===== Supplied data

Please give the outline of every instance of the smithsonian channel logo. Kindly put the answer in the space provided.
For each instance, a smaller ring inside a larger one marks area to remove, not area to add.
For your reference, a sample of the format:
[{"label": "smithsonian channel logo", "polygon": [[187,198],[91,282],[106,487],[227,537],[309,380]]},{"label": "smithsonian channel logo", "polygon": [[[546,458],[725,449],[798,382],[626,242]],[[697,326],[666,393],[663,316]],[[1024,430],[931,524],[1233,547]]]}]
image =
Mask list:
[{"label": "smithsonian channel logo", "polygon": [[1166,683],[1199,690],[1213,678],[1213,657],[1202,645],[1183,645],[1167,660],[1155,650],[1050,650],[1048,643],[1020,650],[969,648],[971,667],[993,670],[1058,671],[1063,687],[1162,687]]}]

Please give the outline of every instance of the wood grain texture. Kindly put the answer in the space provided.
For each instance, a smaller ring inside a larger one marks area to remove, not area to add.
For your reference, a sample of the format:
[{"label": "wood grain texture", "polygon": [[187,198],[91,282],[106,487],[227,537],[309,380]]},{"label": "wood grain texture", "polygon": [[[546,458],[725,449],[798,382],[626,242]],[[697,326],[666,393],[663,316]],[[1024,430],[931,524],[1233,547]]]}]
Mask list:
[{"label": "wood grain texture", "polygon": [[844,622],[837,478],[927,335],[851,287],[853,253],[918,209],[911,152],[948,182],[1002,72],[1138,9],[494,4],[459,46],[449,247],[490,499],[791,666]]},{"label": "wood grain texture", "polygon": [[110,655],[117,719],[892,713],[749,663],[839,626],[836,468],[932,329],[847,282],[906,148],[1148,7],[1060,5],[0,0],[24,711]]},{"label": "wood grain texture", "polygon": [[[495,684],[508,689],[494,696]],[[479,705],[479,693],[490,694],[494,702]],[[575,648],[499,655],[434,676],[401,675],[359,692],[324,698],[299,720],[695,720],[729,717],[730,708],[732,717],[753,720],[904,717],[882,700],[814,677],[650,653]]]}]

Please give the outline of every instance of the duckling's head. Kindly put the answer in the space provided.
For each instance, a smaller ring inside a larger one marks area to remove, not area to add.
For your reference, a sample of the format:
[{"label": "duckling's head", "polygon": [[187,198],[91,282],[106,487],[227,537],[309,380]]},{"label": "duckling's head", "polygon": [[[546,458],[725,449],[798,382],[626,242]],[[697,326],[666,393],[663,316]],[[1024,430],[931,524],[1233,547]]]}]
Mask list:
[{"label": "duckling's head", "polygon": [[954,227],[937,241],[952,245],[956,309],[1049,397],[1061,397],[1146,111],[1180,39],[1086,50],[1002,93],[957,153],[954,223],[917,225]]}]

==========

Write out every entry again, exactly as it appears.

Problem solution –
Please give the outline of every instance of the smithsonian channel logo. Kindly put the answer in the space provided.
For each instance, a smaller ring inside a larger one marks area to remove, not area to add.
For your reference, a sample of the format:
[{"label": "smithsonian channel logo", "polygon": [[187,198],[91,282],[106,487],[227,537],[309,380]]},{"label": "smithsonian channel logo", "polygon": [[[546,458],[725,449],[798,382],[626,242]],[[697,326],[666,393],[663,316]],[[1024,430],[931,524],[1233,547]]]}]
image =
Mask list:
[{"label": "smithsonian channel logo", "polygon": [[1166,683],[1199,690],[1213,678],[1213,657],[1202,645],[1183,645],[1167,660],[1155,650],[1050,650],[1048,643],[1020,650],[969,648],[971,667],[993,670],[1058,671],[1063,687],[1162,687]]}]

Please give the outline of every instance of the wood grain texture. Kindly put the answer in the space provided.
For each instance, a smaller ring inside a larger one marks area to remove, not area to add.
For your reference, a sample of the format:
[{"label": "wood grain texture", "polygon": [[187,198],[91,282],[106,487],[227,537],[309,380]]},{"label": "wood grain texture", "polygon": [[[546,458],[725,449],[798,382],[626,242]],[[697,326],[666,393],[663,316]],[[1024,430],[931,524],[1233,547]]]}]
Mask list:
[{"label": "wood grain texture", "polygon": [[844,622],[837,478],[927,335],[851,287],[853,253],[918,209],[911,152],[948,182],[1002,72],[1138,9],[494,4],[459,46],[449,247],[490,499],[791,666]]},{"label": "wood grain texture", "polygon": [[110,655],[117,719],[892,713],[749,663],[839,626],[836,468],[932,329],[847,282],[906,148],[1148,7],[1060,5],[0,0],[24,711]]},{"label": "wood grain texture", "polygon": [[[495,684],[508,689],[494,696]],[[479,705],[479,693],[490,694],[494,702]],[[575,648],[499,655],[434,676],[401,675],[359,692],[324,698],[299,720],[695,720],[729,717],[730,708],[732,717],[753,720],[904,717],[882,700],[814,677],[650,653]]]}]

Please give the outline of every instance of the duckling's head. Kindly put the answer in the space provided.
For each instance, a smaller ring inside a larger one marks area to remove, not area to add.
For your reference, a sample of the format:
[{"label": "duckling's head", "polygon": [[187,198],[91,282],[106,487],[227,537],[309,380]]},{"label": "duckling's head", "polygon": [[[546,458],[725,449],[798,382],[626,242]],[[697,326],[666,393],[663,316]],[[1024,430],[931,524],[1233,547]]]}]
Mask list:
[{"label": "duckling's head", "polygon": [[954,227],[937,241],[952,245],[956,309],[1049,397],[1061,397],[1146,111],[1180,39],[1086,50],[1002,93],[957,153],[954,223],[917,225]]}]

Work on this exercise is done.